** GIVEN TEXT follows **
The medicated chick starter wouldn't necessarily hurt your laying hens either. The medication (in US) is usually Amprol which is a coccidiostat that helps to inhibit the growth of cocci so chickens can build resistance. Amprol or Corid can be given to chickens at any age for cocci treatment and there is no egg withdrawal - it is not an antibiotic.

I do like using an All Flock or Flock raiser formula feed (20% protein), I provide oyster shell free choice and my girls lay nice hard shelled eggs. This last time someone came in the feed store and bought the whole pallet of feed, so I had to get layer pellets - my flock HATES them, I have had to coax, beg and plead to get them to eat and my egg production is a bit off now - so changes in feed can affect production. For me I wish I had bought unmedicated chick starter to substitute instead of pellets - this would have been more palatable for my flock I'm sure.

Sorry to ramble. I think you are ok, but try to settle on one type of feed. If you think you will be adding young ones to your flock frequently then go with an All Flock feed, this way chicks and adults can eat the same feed. Otherwise you can use layer pellets for your girls if that is your preference.

Just my thoughts.
** End of GIVEN TEXT **
** DATA FOR ANALYSIS follows **
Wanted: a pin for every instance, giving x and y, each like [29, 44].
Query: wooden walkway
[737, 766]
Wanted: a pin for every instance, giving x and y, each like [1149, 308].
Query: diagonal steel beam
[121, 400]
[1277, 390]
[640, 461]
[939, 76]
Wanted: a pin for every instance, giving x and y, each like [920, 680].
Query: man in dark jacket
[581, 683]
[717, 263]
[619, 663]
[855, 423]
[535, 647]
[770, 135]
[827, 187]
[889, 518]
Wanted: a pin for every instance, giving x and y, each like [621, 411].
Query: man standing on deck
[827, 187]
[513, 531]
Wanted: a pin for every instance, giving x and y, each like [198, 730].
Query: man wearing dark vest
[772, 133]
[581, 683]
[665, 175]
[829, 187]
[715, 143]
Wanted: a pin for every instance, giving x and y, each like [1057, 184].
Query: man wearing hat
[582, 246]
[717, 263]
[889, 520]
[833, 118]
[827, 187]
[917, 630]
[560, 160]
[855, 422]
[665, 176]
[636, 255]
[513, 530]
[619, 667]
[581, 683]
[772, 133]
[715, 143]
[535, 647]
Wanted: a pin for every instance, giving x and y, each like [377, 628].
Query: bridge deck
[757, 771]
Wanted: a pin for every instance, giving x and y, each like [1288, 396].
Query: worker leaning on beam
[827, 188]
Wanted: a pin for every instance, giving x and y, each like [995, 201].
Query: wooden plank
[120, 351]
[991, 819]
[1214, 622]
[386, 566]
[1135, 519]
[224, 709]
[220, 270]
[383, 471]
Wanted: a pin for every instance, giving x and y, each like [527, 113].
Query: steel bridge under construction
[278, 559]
** End of DATA FOR ANALYSIS **
WORK INSTRUCTIONS —
A - Decide whether each statement agrees with the chicken feed text: (i) Amprol is an antibiotic. (ii) The writer offers oyster shell free choice. (iii) The writer's flock took readily to the layer pellets. Answer yes or no for each and quote the words of the text that decide it.
B - Write what comes next in the chicken feed text, picking up after its last sentence.

ANSWERS IN ORDER —
A -
(i) No: "it is not an antibiotic."
(ii) Yes: "I provide oyster shell free choice"
(iii) No: "my flock HATES them"

B -
Thank you! I'll probably stick with the meat bird food until the younger hens are at the 16 week mark. If it's not hurting them, switching them to another food for 4 weeks only to switch it again to layer food would probably do more harm than good, right?

Mine don't like the pellets either. When I adopted the older birds, they came with half a bag of the pellets, so I just stuck with those thinking they were used to them. I think that's why the chicks' food was so appealing.
Chickens are funny critters. If you give them a particular food or treat in the same container in the same spot for weeks, then put the same food or treat in a different spot they'll act like they've been given a special gift from Heaven and go ballistic - act like they're starving and they've never tasted anything as good as this new delight they've found! They'll do the same thing with water - plenty of clean, fresh water in their coop or run, but when you let them out and they find a dirty puddle they'll drink like they're totally dehydrated. Go figger - silly chickens!!!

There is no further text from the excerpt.